**DOCUMENT TEXT:**
--------

Report: NECC operated on manufacturing scale, failed in quality

The initial report from the Massachusetts Board of Registration in Pharmacy discovered what is already pretty clear by now. It shows that New England Compounding Center (NECC) was operating like a small drug manufacturing plant but without following the strict quality and safety oversight that would come if it had been treated like a manufacturer and regularly inspected by the FDA. The findings boost those who think that is what needs to happen.

A federal criminal investigation has been launched into the Framingham-based company, whose steroid products have been tied to an outbreak of a rare meningitis, CNN reported. The illness has killed 23 people and infected more than 300, numbers that change daily.

In its report issued late Tuesday, the pharmacy board found that "NECC distributed large batches of compounded sterile products directly to facilities apparently for general use rather than requiring a prescription for an individual patient." Its state license was only supposed to allow for prescription-specific compounding, although it has been operating on a much larger scale for years without state officials interceding.

--------

**SOURCE MATERIAL:**
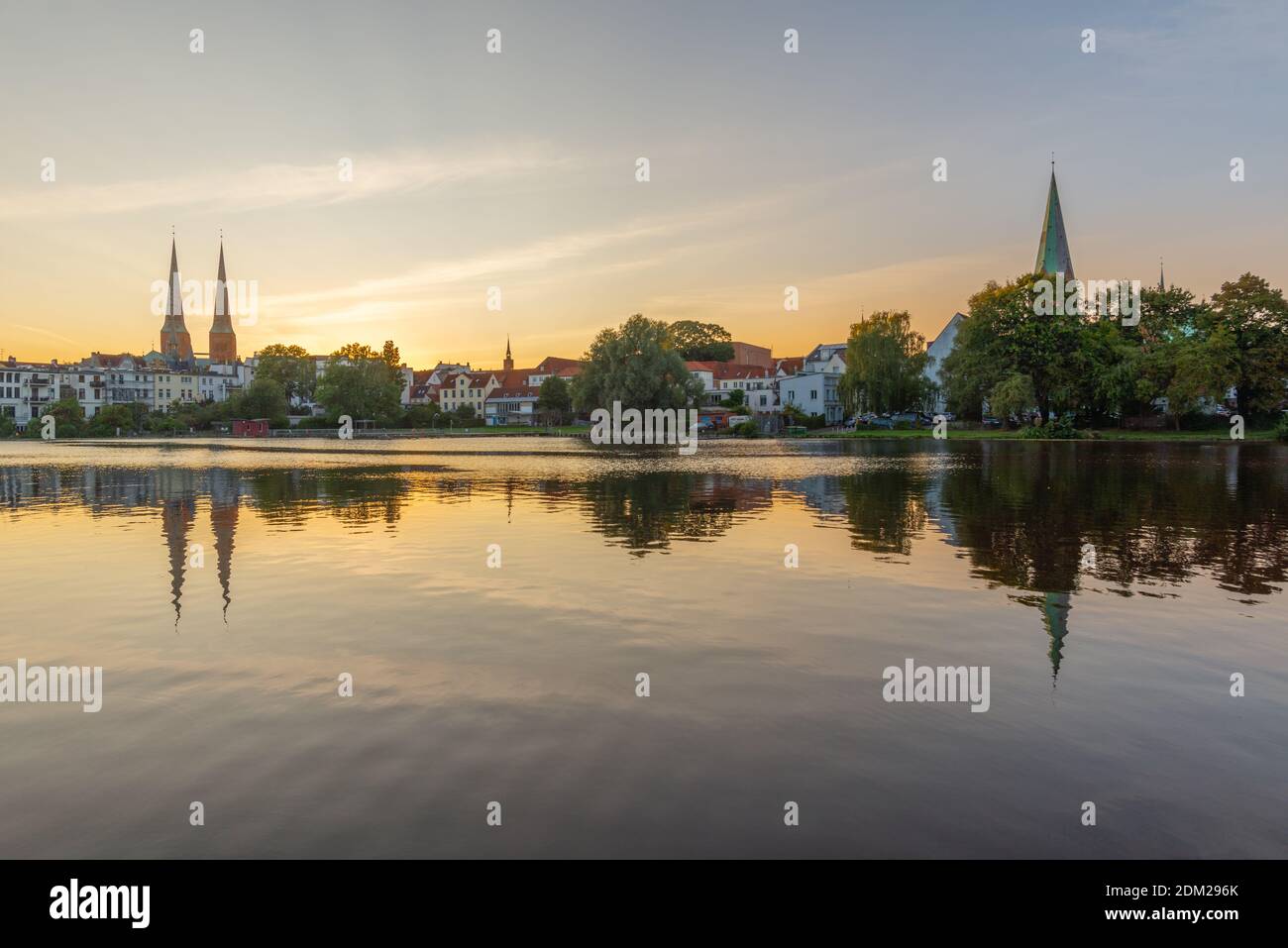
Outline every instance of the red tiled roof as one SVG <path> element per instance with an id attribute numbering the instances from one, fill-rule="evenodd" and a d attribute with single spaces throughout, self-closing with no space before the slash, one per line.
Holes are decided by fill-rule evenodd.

--------

**AIM OF THE EXERCISE:**
Continue the news report above on the pharmacy board's findings about New England Compounding Center, starting after its last sentence.

**RESULT OF THE TASK:**
Among quality problems, the probe that found the drug manufacturer released two of the recalled lots of methylprednisolone acetate (PF) 80 mg/ml before getting results of quality tests.

Proper sterilization procedures were not followed, and an inspection found dirty ventilation hoods, filthy floor mats and water standing on the floor next to a clean room. It also discovered black particles in some of the recovered vials of medication.

A congressional committee has already launched its own probe, a move that may lead to some new legislation to put large-scale compounding under federal purview. In part, the congressional inquiry is to hold the FDA accountable given that it did an inspection and issued a warning letter to the operation in 2006 after receiving a complaint about NECC's repackaging of the cancer drug Avastin.

The letter raised quality and health concerns, but the FDA apparently never returned to the facility, saying that the operation was under state jurisdiction. State regulators also found issues with the plant and made it agree to outside inspections from a consulting firm but didn't prevent it from operating on the scale that has now raised concerns. The steroid believed to be responsible for the outbreak was distributed in 23 states and administered to more than 14,000 patients.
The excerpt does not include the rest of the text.